* Objective: Switch each occurrence of "one pin apiece" in the data below to "a single pin each", and reproduce every other line without alteration.
>> begin
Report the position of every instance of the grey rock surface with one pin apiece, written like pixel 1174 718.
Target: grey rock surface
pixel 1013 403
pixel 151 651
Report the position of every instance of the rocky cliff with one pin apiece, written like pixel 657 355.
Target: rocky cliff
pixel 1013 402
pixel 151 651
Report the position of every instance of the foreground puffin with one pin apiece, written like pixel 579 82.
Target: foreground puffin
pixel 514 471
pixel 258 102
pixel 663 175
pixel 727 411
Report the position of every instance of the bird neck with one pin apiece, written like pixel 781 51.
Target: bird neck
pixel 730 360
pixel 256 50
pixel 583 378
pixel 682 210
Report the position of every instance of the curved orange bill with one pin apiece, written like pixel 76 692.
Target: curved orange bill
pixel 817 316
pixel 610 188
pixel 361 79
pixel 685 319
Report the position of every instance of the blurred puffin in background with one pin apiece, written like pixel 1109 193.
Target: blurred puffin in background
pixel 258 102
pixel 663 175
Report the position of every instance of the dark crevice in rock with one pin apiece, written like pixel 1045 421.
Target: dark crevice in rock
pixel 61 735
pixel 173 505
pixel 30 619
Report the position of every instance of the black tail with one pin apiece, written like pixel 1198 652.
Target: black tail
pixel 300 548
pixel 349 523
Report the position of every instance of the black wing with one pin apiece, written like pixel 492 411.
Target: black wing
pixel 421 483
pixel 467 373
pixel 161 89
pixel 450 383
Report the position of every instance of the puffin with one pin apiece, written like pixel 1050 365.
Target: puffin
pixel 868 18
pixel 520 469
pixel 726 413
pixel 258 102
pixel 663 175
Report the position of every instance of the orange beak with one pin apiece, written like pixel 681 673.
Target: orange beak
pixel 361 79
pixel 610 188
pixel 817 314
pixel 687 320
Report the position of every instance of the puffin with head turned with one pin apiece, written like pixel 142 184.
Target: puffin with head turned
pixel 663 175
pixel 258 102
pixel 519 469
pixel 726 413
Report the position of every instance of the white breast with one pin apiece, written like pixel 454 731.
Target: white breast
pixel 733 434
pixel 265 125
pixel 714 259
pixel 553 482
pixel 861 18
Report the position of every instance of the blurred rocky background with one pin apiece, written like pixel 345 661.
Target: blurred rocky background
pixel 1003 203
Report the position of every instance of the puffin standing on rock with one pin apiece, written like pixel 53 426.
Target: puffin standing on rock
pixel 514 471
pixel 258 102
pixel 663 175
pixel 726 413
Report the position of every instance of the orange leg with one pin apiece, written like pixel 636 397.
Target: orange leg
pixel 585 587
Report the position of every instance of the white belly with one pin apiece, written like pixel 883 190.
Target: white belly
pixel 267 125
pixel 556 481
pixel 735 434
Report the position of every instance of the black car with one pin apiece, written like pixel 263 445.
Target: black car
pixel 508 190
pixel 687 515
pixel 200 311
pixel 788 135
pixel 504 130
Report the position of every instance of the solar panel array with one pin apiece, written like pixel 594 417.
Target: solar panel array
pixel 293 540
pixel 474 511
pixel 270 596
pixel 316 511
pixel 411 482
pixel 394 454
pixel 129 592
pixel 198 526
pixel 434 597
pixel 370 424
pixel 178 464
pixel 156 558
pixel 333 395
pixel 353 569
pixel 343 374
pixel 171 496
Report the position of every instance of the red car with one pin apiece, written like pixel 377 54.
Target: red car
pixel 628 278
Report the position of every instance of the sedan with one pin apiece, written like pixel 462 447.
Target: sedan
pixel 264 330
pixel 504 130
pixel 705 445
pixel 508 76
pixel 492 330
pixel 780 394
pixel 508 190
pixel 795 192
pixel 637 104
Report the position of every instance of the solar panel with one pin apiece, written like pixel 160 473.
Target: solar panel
>> end
* Task response:
Report the position of every instance of the grey rock surface with a single pin each, written like pixel 1174 718.
Target: grey rock surface
pixel 1013 403
pixel 151 651
Report the position of every instance of the rocky cliff with a single pin each, written like pixel 657 355.
Target: rocky cliff
pixel 1013 402
pixel 151 651
Report the position of every instance of the foreground puffin with a single pin each, written like pixel 579 82.
Target: foreground puffin
pixel 514 471
pixel 258 102
pixel 663 175
pixel 727 411
Report the position of every instance of the bird neck with a single pin each, written like pixel 781 51.
Target: bird neck
pixel 730 360
pixel 256 50
pixel 583 378
pixel 682 210
Report the position of every instance of the curved orange bill with a single pin each, written like pixel 76 692.
Target: curved orange bill
pixel 817 316
pixel 610 188
pixel 361 79
pixel 685 319
Report the position of every instance of the blurred puffin in background with a single pin each, written like pixel 1109 193.
Target: blurred puffin in background
pixel 258 102
pixel 663 175
Report the position of every instance of the dark crevice in rock with a single pin each, written like pixel 1045 421.
Target: dark crevice in rock
pixel 61 735
pixel 173 505
pixel 30 619
Report the position of every instance of the black tail with a single pin each, written like pixel 1198 652.
Target: black tail
pixel 300 548
pixel 349 523
Report the position of every instance of the black wing with a single pin each, written like pixel 492 411.
Target: black wing
pixel 421 483
pixel 467 373
pixel 161 89
pixel 450 383
Report the position of every instance of the puffin with a single pin each, written like pixel 1050 365.
Target: puffin
pixel 868 18
pixel 520 469
pixel 726 413
pixel 258 102
pixel 663 175
Report the position of every instance of the orange beak with a single pin each, written like pixel 681 673.
Target: orange beak
pixel 361 79
pixel 610 188
pixel 817 314
pixel 687 320
Report the position of every instance of the puffin with head turned with a single pin each, written like pixel 142 184.
Target: puffin with head turned
pixel 663 175
pixel 258 102
pixel 519 469
pixel 726 413
Report the position of every instance of the white breast with a single pin each, written like pixel 454 731.
Target: white breast
pixel 733 434
pixel 265 125
pixel 714 259
pixel 553 482
pixel 861 18
Report the position of every instance of the blurred rocky background with a single pin each, written like pixel 345 661.
Target: blurred rocky background
pixel 1003 203
Report the position of every instance of the puffin standing on rock with a single pin each, written like pixel 53 426.
Target: puffin standing on rock
pixel 514 471
pixel 258 102
pixel 663 175
pixel 726 413
Report the position of every instance of the orange leg with a single pin each, written like pixel 636 397.
Target: orange leg
pixel 585 587
Report the position of every instance of the white belly with a single pin each, written like pixel 883 190.
Target: white belly
pixel 267 125
pixel 556 481
pixel 735 434
Report the position of every instance of the black car with a single pin each, written like pixel 263 445.
Target: black car
pixel 508 190
pixel 687 515
pixel 200 311
pixel 788 135
pixel 504 130
Report the position of every instance of the solar panel array with a single pin each, written like pixel 594 417.
Target: solar panel array
pixel 293 540
pixel 474 511
pixel 270 596
pixel 316 511
pixel 411 482
pixel 394 454
pixel 129 592
pixel 198 526
pixel 434 597
pixel 370 424
pixel 178 464
pixel 156 558
pixel 333 395
pixel 353 569
pixel 343 374
pixel 171 496
Report the position of every instance of the red car with a single pin each, written like pixel 377 54.
Target: red car
pixel 628 278
Report the position of every instance of the sedan with a single pin each, written like pixel 462 447.
Target: sedan
pixel 264 330
pixel 504 130
pixel 705 445
pixel 508 76
pixel 492 330
pixel 780 394
pixel 508 190
pixel 795 192
pixel 637 104
Report the position of every instance of the solar panel with a single pin each, written like pixel 160 473.
Target: solar panel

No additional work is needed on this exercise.